TASK DIRECTIONS:
Return all of the entries exactly, with nothing added or left out.

···

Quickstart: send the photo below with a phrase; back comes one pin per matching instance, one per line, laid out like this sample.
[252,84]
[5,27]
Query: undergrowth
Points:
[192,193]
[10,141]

···

RESPONSE TO THIS EXERCISE:
Quickstart: send the photo below with a phrase; back comes one pin per matching instance, one per line, laid out like this sample.
[252,84]
[5,27]
Query: undergrowth
Points:
[192,193]
[10,141]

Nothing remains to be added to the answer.